WHAT YOU SHOULD DO: Write out every line of the records below word for word, changing nothing.

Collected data
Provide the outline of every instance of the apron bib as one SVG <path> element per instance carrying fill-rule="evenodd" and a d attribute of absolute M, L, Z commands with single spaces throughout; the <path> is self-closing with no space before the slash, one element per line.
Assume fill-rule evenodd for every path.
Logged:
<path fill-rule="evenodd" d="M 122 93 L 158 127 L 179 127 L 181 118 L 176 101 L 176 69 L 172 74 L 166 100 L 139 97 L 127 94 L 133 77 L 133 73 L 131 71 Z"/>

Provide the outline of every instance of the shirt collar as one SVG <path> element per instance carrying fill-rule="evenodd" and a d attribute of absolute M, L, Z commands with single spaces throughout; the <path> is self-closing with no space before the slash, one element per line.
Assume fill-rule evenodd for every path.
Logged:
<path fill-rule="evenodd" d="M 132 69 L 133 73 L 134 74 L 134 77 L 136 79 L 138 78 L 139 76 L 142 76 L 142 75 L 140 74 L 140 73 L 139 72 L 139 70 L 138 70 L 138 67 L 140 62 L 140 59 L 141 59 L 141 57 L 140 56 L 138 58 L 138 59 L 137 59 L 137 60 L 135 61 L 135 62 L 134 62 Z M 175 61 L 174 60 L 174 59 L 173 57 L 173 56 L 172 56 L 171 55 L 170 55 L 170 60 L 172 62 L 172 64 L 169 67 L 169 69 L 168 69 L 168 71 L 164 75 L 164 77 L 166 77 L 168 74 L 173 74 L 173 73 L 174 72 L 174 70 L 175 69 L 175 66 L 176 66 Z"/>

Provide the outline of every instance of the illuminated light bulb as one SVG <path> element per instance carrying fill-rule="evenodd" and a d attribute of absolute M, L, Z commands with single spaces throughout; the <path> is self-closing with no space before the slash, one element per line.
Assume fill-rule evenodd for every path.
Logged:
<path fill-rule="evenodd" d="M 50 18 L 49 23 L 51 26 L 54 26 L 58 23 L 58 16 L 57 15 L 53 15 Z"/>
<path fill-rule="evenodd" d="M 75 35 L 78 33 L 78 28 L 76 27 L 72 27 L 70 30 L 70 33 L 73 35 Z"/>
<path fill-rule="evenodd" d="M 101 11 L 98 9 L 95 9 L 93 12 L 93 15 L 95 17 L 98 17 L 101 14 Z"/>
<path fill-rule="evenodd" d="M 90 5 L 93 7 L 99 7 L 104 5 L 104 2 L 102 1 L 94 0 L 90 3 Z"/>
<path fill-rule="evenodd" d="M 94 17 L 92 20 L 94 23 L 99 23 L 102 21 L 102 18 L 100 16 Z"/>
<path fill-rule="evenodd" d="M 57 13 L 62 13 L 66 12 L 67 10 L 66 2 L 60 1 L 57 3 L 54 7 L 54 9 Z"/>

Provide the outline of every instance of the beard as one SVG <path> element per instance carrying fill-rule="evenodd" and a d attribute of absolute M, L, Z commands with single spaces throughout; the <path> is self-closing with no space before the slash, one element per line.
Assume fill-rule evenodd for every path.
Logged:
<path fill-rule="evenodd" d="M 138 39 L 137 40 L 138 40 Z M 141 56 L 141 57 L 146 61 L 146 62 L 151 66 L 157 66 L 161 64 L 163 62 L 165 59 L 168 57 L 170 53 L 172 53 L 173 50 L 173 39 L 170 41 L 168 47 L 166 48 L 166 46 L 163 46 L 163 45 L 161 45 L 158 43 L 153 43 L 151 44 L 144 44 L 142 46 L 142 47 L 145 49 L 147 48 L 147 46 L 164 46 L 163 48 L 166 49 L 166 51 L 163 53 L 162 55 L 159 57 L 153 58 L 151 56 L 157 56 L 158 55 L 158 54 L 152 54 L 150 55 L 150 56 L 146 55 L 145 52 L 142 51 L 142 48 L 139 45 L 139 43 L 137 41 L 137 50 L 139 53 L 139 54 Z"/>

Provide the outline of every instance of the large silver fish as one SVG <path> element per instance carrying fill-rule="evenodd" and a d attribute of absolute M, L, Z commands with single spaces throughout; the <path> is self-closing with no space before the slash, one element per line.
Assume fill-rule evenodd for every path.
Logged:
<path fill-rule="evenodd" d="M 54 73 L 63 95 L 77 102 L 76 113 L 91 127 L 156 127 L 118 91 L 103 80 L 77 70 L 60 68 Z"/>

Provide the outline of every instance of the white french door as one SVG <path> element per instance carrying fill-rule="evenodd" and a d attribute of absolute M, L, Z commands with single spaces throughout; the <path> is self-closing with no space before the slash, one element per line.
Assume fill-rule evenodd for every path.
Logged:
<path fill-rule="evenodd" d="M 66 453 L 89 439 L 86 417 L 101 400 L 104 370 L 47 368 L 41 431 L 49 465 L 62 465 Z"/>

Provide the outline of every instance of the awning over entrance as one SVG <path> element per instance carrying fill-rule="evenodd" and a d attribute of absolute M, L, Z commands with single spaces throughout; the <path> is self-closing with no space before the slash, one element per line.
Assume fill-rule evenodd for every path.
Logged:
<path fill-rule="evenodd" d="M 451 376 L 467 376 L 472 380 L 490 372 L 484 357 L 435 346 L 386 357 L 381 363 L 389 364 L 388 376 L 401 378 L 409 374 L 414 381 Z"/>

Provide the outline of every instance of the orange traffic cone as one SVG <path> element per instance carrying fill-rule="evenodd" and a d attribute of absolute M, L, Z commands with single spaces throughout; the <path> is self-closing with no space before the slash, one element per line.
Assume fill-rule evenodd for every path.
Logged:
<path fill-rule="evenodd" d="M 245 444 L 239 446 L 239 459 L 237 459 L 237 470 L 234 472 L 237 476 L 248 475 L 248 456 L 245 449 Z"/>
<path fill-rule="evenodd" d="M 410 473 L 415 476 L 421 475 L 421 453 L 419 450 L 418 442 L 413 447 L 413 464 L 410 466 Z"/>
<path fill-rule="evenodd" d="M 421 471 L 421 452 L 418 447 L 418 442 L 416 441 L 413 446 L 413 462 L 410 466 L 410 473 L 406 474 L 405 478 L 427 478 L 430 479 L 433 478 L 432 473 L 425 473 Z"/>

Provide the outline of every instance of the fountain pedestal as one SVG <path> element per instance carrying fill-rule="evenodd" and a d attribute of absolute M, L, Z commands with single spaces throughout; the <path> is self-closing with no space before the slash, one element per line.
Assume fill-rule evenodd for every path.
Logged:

TASK OUTPUT:
Provide the outline of every instance of the apron bib as one SVG <path> element per instance carrying fill-rule="evenodd" and a d attribute of absolute M, L, Z commands with single spaces throughout; the <path> is self-closing with no space before the slash, one element per line.
Assume fill-rule evenodd for every path.
Logged:
<path fill-rule="evenodd" d="M 122 93 L 158 127 L 179 127 L 181 118 L 176 101 L 176 69 L 172 74 L 166 100 L 139 97 L 127 94 L 133 77 L 133 73 L 131 71 Z"/>

Provide the outline of every instance of the shirt collar as one SVG <path> element per instance carrying fill-rule="evenodd" and a d attribute of absolute M, L, Z commands with single spaces throughout; the <path> is self-closing with no space before the slash, one element per line.
Assume fill-rule evenodd for every path.
Logged:
<path fill-rule="evenodd" d="M 132 69 L 133 73 L 134 74 L 134 77 L 136 79 L 138 78 L 139 76 L 142 76 L 142 75 L 140 74 L 140 73 L 139 72 L 139 70 L 138 70 L 138 67 L 140 62 L 140 59 L 141 59 L 141 57 L 140 56 L 138 58 L 138 59 L 137 59 L 137 60 L 135 61 L 135 62 L 134 62 Z M 175 61 L 174 60 L 174 59 L 173 57 L 173 56 L 172 56 L 171 55 L 170 55 L 170 60 L 172 62 L 172 64 L 169 67 L 169 69 L 168 69 L 168 71 L 164 75 L 164 77 L 166 77 L 168 74 L 173 74 L 173 73 L 174 72 L 174 70 L 175 69 L 175 66 L 176 66 Z"/>

Provide the outline of every instance of the illuminated light bulb as one SVG <path> element per instance carrying fill-rule="evenodd" and a d attribute of absolute M, L, Z commands with single spaces throughout; the <path> is self-closing with no space before the slash, one element per line.
Assume fill-rule evenodd for every path.
Logged:
<path fill-rule="evenodd" d="M 50 18 L 49 23 L 51 26 L 54 26 L 58 23 L 58 16 L 57 15 L 53 15 Z"/>
<path fill-rule="evenodd" d="M 75 35 L 78 33 L 78 28 L 76 27 L 72 27 L 70 30 L 70 33 L 73 35 Z"/>
<path fill-rule="evenodd" d="M 101 11 L 98 9 L 95 9 L 93 12 L 93 15 L 95 17 L 98 17 L 101 14 Z"/>
<path fill-rule="evenodd" d="M 90 5 L 93 7 L 99 7 L 104 5 L 104 2 L 102 1 L 94 0 L 90 3 Z"/>
<path fill-rule="evenodd" d="M 94 17 L 92 20 L 94 23 L 99 23 L 102 21 L 102 18 L 100 16 Z"/>
<path fill-rule="evenodd" d="M 57 13 L 62 13 L 66 12 L 67 10 L 66 2 L 60 1 L 57 3 L 54 7 L 54 9 Z"/>

Provide the outline of every instance of the beard as one SVG <path> element per instance carrying fill-rule="evenodd" and a d attribute of absolute M, L, Z commands with single spaces throughout; the <path> is self-closing with no space before the slash, one element per line.
Assume fill-rule evenodd for every path.
Logged:
<path fill-rule="evenodd" d="M 138 39 L 137 40 L 138 40 Z M 141 56 L 141 57 L 146 61 L 146 62 L 151 66 L 157 66 L 161 64 L 163 62 L 165 59 L 168 57 L 170 53 L 172 53 L 173 50 L 173 39 L 170 41 L 168 47 L 166 48 L 166 46 L 163 46 L 163 45 L 161 45 L 158 43 L 153 43 L 151 44 L 144 44 L 142 46 L 142 47 L 145 49 L 147 48 L 147 46 L 164 46 L 163 48 L 166 49 L 166 51 L 163 53 L 162 55 L 159 57 L 153 58 L 151 56 L 157 56 L 158 55 L 158 54 L 152 54 L 150 55 L 150 56 L 146 55 L 145 52 L 142 51 L 142 48 L 139 45 L 139 43 L 137 41 L 137 50 L 139 53 L 139 54 Z"/>

Provide the outline of every instance of the large silver fish as one SVG <path> element per instance carrying fill-rule="evenodd" and a d attribute of absolute M, L, Z commands with single spaces throughout; the <path> is self-closing with no space before the slash, one element per line.
Assume fill-rule evenodd for every path.
Logged:
<path fill-rule="evenodd" d="M 54 73 L 63 95 L 77 102 L 76 113 L 91 127 L 156 127 L 118 91 L 103 80 L 77 70 L 60 68 Z"/>

Provide the outline of every instance of the white french door as one SVG <path> element per instance carrying fill-rule="evenodd" and a d attribute of absolute M, L, Z commands with single spaces throughout; the <path> is self-closing with no space before the slash, one element per line.
Assume fill-rule evenodd for every path.
Logged:
<path fill-rule="evenodd" d="M 66 453 L 89 439 L 86 417 L 101 400 L 104 370 L 47 368 L 41 431 L 49 465 L 62 465 Z"/>

Provide the outline of every instance of the awning over entrance as one SVG <path> element per instance carrying fill-rule="evenodd" and a d attribute of absolute M, L, Z commands with single spaces throughout; the <path> is self-closing with no space before the slash, one element per line.
Assume fill-rule evenodd for every path.
Logged:
<path fill-rule="evenodd" d="M 451 376 L 467 376 L 472 380 L 490 372 L 484 357 L 435 346 L 386 357 L 381 363 L 389 364 L 388 376 L 401 378 L 409 374 L 414 381 Z"/>

Provide the outline of every instance of the orange traffic cone as one SVG <path> element per instance carrying fill-rule="evenodd" and a d attribute of absolute M, L, Z commands with single spaces throughout; the <path> is self-closing with no space before the slash, one element per line.
Assume fill-rule evenodd for every path.
Logged:
<path fill-rule="evenodd" d="M 245 444 L 239 446 L 239 459 L 237 459 L 237 470 L 234 472 L 237 476 L 248 475 L 248 456 L 245 449 Z"/>
<path fill-rule="evenodd" d="M 410 473 L 415 476 L 421 475 L 421 453 L 419 450 L 418 442 L 413 447 L 413 464 L 410 466 Z"/>
<path fill-rule="evenodd" d="M 421 471 L 421 452 L 418 447 L 418 442 L 416 441 L 413 446 L 413 462 L 410 466 L 410 473 L 406 474 L 405 478 L 427 478 L 430 479 L 433 478 L 432 473 L 425 473 Z"/>

Provide the outline of every instance of the fountain pedestal as one SVG <path> element per instance carrying fill-rule="evenodd" and a d attribute of absolute M, L, Z commands with single spaces throughout; the <path> is self-closing with no space before the slash, one element per line.
Assume fill-rule evenodd for every path.
Logged:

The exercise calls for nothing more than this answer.